======== PROVIDED MATERIAL

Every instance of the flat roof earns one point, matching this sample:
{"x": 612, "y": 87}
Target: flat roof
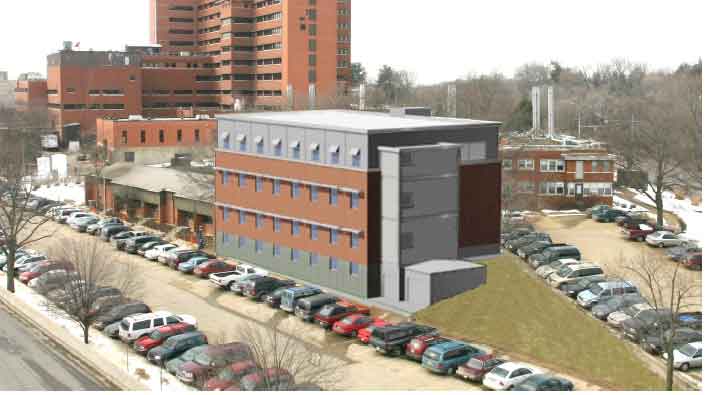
{"x": 443, "y": 265}
{"x": 353, "y": 121}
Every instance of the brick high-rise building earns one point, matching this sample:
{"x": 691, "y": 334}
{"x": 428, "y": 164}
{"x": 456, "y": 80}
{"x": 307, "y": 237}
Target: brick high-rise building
{"x": 210, "y": 57}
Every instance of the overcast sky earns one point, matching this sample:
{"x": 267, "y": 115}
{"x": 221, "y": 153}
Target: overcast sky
{"x": 437, "y": 40}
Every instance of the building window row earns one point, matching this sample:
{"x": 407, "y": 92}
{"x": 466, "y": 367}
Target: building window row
{"x": 295, "y": 255}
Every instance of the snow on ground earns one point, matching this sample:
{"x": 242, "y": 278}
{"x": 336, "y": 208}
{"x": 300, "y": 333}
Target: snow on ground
{"x": 113, "y": 351}
{"x": 62, "y": 193}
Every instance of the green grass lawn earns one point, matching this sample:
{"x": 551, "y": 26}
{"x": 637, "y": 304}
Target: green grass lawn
{"x": 519, "y": 315}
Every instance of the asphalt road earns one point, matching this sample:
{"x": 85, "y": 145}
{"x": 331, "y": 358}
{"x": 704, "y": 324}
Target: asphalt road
{"x": 31, "y": 362}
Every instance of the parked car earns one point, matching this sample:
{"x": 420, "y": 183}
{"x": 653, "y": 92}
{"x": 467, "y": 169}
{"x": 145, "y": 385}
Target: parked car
{"x": 329, "y": 314}
{"x": 601, "y": 292}
{"x": 81, "y": 224}
{"x": 687, "y": 356}
{"x": 291, "y": 296}
{"x": 271, "y": 379}
{"x": 638, "y": 233}
{"x": 189, "y": 266}
{"x": 156, "y": 251}
{"x": 225, "y": 279}
{"x": 544, "y": 382}
{"x": 551, "y": 254}
{"x": 447, "y": 356}
{"x": 547, "y": 270}
{"x": 258, "y": 288}
{"x": 351, "y": 324}
{"x": 653, "y": 342}
{"x": 636, "y": 327}
{"x": 477, "y": 367}
{"x": 573, "y": 273}
{"x": 507, "y": 375}
{"x": 210, "y": 362}
{"x": 609, "y": 215}
{"x": 159, "y": 335}
{"x": 603, "y": 309}
{"x": 95, "y": 229}
{"x": 133, "y": 244}
{"x": 117, "y": 313}
{"x": 307, "y": 307}
{"x": 692, "y": 261}
{"x": 365, "y": 334}
{"x": 136, "y": 326}
{"x": 663, "y": 239}
{"x": 176, "y": 345}
{"x": 108, "y": 231}
{"x": 237, "y": 287}
{"x": 211, "y": 266}
{"x": 393, "y": 339}
{"x": 231, "y": 376}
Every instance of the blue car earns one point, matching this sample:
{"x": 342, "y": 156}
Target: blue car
{"x": 446, "y": 357}
{"x": 190, "y": 265}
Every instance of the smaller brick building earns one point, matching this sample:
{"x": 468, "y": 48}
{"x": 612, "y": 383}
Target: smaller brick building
{"x": 170, "y": 196}
{"x": 157, "y": 140}
{"x": 546, "y": 174}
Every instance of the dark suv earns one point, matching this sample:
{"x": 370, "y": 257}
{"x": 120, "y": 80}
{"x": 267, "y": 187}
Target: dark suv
{"x": 258, "y": 288}
{"x": 393, "y": 339}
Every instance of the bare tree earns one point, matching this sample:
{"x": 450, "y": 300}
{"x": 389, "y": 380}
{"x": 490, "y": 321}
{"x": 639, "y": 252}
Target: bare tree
{"x": 97, "y": 284}
{"x": 669, "y": 289}
{"x": 273, "y": 348}
{"x": 20, "y": 217}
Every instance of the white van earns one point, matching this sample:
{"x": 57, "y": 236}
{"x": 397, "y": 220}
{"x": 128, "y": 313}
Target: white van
{"x": 136, "y": 326}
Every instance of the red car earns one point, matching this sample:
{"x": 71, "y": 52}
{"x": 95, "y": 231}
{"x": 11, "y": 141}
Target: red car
{"x": 230, "y": 376}
{"x": 349, "y": 326}
{"x": 212, "y": 266}
{"x": 476, "y": 367}
{"x": 159, "y": 335}
{"x": 692, "y": 261}
{"x": 331, "y": 313}
{"x": 416, "y": 347}
{"x": 365, "y": 333}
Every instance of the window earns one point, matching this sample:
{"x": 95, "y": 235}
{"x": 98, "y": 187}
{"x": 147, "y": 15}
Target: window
{"x": 333, "y": 196}
{"x": 355, "y": 200}
{"x": 354, "y": 269}
{"x": 276, "y": 186}
{"x": 525, "y": 164}
{"x": 552, "y": 188}
{"x": 551, "y": 165}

================

Reproduce the data from the line containing "Every instance of the smaller" through the end of the data, inclusive, keeping every line, requests included. Offset each x and y coordinate in the answer points by 58, and leave the coordinates in the requests and their format samples unchanged.

Every instance of the smaller brick building earns one point, matching this sample:
{"x": 468, "y": 48}
{"x": 612, "y": 383}
Target: smaller brick building
{"x": 228, "y": 254}
{"x": 215, "y": 198}
{"x": 604, "y": 232}
Every instance of the dark suv earns one point, matching this sample:
{"x": 370, "y": 257}
{"x": 120, "y": 80}
{"x": 267, "y": 187}
Target: dark suv
{"x": 316, "y": 346}
{"x": 451, "y": 397}
Every instance of the bare tree earns one point, matching this sample:
{"x": 450, "y": 300}
{"x": 389, "y": 380}
{"x": 490, "y": 321}
{"x": 639, "y": 252}
Target: bare tree
{"x": 155, "y": 342}
{"x": 727, "y": 347}
{"x": 331, "y": 406}
{"x": 78, "y": 275}
Every instance of the white van earns one point, matching this sample:
{"x": 57, "y": 236}
{"x": 397, "y": 220}
{"x": 128, "y": 313}
Target: white van
{"x": 194, "y": 384}
Every instance of the red car earns one point, matching this sample:
{"x": 71, "y": 52}
{"x": 95, "y": 231}
{"x": 11, "y": 141}
Target: red car
{"x": 288, "y": 434}
{"x": 407, "y": 384}
{"x": 270, "y": 324}
{"x": 534, "y": 425}
{"x": 217, "y": 393}
{"x": 750, "y": 319}
{"x": 389, "y": 371}
{"x": 474, "y": 405}
{"x": 423, "y": 391}
Every instance of the window earns one point, matching this sample:
{"x": 95, "y": 235}
{"x": 98, "y": 187}
{"x": 147, "y": 15}
Target: window
{"x": 391, "y": 254}
{"x": 413, "y": 258}
{"x": 412, "y": 327}
{"x": 334, "y": 244}
{"x": 583, "y": 222}
{"x": 610, "y": 246}
{"x": 609, "y": 223}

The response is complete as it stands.